SUPPLIED ENTRIES:
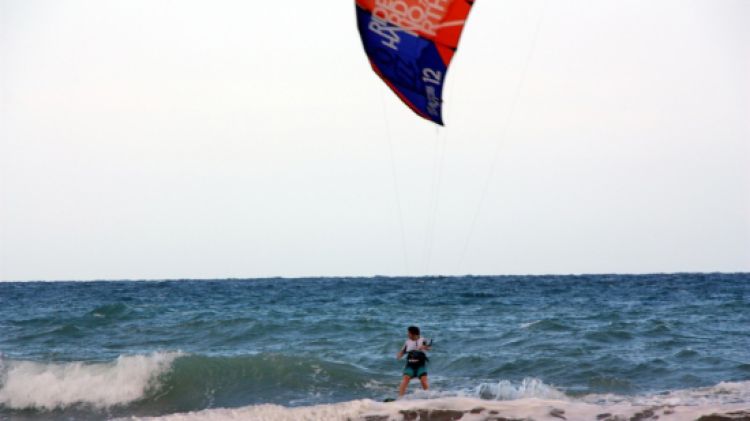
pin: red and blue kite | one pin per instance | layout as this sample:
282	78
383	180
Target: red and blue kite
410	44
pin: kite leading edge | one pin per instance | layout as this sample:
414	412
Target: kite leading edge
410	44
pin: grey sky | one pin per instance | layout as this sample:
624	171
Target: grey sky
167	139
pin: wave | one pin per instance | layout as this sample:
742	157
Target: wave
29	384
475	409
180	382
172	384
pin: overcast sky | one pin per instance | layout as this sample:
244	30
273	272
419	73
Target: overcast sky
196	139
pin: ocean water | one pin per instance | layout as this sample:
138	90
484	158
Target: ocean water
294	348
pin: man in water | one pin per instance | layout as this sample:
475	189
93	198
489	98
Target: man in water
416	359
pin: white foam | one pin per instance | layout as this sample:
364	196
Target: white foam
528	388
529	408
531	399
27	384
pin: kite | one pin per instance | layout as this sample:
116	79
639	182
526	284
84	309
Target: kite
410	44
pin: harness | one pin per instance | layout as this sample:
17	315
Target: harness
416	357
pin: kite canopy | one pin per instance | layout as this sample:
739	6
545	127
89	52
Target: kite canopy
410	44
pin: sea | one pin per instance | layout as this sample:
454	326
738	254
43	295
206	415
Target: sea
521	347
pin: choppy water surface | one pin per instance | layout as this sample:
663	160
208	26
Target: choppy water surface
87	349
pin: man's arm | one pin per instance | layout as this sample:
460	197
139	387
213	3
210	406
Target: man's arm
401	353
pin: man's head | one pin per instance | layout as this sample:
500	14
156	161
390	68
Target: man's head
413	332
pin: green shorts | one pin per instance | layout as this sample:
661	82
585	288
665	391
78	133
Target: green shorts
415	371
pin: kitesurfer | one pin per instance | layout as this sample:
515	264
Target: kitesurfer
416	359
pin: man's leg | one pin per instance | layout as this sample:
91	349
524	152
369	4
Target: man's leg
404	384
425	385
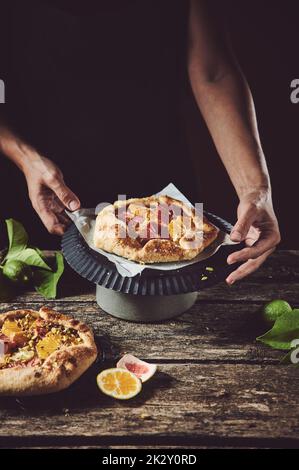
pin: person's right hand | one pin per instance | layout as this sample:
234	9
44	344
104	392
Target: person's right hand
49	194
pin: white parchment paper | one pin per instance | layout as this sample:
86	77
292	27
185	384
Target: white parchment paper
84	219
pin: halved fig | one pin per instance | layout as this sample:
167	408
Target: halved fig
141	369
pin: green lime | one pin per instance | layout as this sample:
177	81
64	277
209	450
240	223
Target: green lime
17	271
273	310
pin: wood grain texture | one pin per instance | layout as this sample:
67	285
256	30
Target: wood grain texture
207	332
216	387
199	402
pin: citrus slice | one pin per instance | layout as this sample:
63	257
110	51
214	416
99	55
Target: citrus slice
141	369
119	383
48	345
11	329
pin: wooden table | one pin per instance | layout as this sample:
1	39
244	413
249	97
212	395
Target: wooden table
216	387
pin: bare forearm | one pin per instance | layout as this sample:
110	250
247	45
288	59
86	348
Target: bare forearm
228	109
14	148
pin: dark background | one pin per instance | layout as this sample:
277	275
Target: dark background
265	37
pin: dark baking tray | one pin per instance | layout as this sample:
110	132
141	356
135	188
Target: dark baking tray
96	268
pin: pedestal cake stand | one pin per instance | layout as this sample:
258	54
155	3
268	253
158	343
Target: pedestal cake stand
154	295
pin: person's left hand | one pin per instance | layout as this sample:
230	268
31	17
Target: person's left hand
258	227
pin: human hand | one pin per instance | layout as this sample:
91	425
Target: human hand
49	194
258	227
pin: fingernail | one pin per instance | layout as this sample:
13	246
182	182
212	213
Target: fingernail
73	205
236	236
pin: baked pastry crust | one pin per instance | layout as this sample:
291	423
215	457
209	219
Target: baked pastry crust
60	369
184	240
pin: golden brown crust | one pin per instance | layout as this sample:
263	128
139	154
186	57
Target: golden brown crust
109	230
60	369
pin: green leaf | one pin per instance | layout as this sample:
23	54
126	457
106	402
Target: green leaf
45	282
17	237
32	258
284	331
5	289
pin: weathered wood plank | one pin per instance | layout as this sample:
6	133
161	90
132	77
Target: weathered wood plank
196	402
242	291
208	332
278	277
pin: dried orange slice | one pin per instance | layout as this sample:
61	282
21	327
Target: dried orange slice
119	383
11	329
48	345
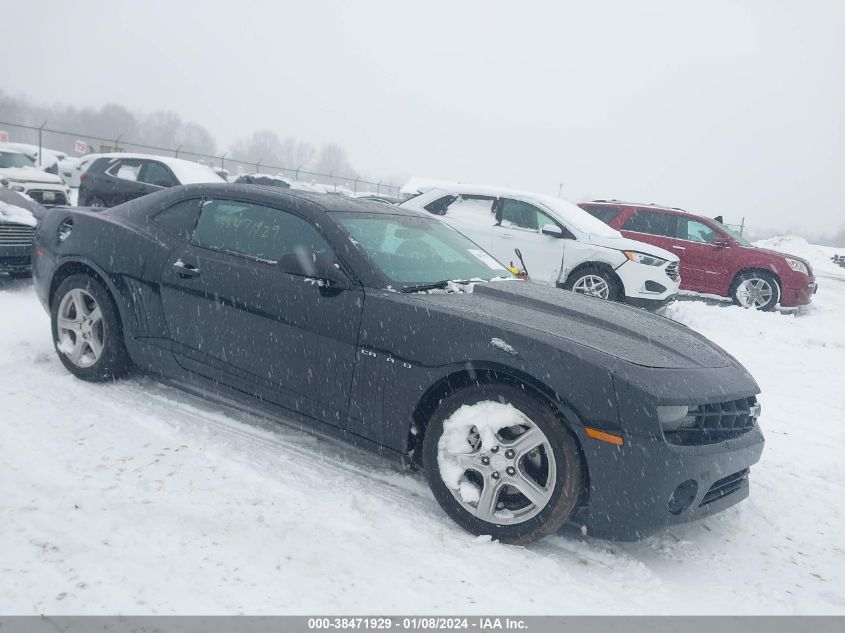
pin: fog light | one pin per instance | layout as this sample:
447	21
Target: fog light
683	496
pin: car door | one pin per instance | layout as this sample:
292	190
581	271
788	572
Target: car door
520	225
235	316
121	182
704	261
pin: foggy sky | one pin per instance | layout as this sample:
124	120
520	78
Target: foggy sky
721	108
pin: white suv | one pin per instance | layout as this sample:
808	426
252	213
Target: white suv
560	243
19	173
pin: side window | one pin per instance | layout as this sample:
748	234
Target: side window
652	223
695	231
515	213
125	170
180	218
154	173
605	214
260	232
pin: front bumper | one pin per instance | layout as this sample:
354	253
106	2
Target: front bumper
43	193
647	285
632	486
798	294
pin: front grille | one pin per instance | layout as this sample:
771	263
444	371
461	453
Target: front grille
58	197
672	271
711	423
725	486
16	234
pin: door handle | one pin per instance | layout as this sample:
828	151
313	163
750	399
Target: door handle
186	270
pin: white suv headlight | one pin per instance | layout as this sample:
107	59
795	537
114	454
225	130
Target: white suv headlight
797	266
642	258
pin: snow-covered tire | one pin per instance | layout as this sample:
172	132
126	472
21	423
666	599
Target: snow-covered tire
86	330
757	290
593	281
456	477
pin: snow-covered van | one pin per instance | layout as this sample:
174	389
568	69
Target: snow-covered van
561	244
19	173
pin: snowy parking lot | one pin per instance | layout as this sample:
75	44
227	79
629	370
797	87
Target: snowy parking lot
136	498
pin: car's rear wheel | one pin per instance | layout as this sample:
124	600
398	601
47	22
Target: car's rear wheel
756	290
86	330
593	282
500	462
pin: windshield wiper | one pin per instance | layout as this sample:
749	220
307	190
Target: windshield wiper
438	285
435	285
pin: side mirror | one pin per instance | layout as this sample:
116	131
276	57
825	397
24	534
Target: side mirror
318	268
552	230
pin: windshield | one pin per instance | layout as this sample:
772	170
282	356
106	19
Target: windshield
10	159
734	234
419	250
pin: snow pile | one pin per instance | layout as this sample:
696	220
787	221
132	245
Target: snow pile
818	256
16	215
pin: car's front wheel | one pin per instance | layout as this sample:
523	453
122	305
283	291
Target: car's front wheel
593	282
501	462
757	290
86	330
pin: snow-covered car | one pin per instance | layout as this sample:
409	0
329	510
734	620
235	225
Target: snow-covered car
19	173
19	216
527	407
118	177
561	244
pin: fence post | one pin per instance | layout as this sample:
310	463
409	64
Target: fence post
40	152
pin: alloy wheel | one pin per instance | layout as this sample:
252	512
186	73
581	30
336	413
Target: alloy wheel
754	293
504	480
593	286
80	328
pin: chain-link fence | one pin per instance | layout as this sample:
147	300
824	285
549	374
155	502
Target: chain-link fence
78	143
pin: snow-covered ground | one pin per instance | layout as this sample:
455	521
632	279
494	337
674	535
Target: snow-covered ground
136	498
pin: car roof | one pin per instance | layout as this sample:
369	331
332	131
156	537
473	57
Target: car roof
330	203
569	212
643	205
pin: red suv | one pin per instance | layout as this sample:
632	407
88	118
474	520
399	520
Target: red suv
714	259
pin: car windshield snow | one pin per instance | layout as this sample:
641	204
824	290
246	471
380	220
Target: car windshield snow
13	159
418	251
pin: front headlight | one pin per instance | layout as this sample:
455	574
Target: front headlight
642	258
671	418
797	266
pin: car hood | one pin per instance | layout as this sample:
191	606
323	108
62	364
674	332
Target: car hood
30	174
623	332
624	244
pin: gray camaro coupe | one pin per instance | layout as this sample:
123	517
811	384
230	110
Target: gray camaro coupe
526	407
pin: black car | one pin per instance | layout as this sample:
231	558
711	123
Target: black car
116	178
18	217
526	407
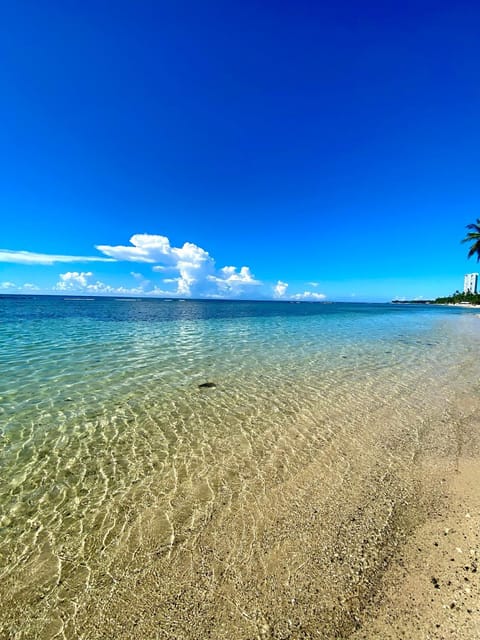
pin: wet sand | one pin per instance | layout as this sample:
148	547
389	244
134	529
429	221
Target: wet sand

REQUEST: Starting with the line that contains "pin: black car" and continuing through the end of the entries, write those lines out again, requests included, and shift every answer coordinate up by 11. Leave the pictures out of your answer.

EXERCISE RESPONSE:
pin: black car | one pin per instance | layout as this sample:
231	558
711	123
Target: black car
127	189
29	228
537	418
pin: wet sand | one pin per instance | layout as this sample:
148	547
389	244
134	529
429	221
Target: wet sand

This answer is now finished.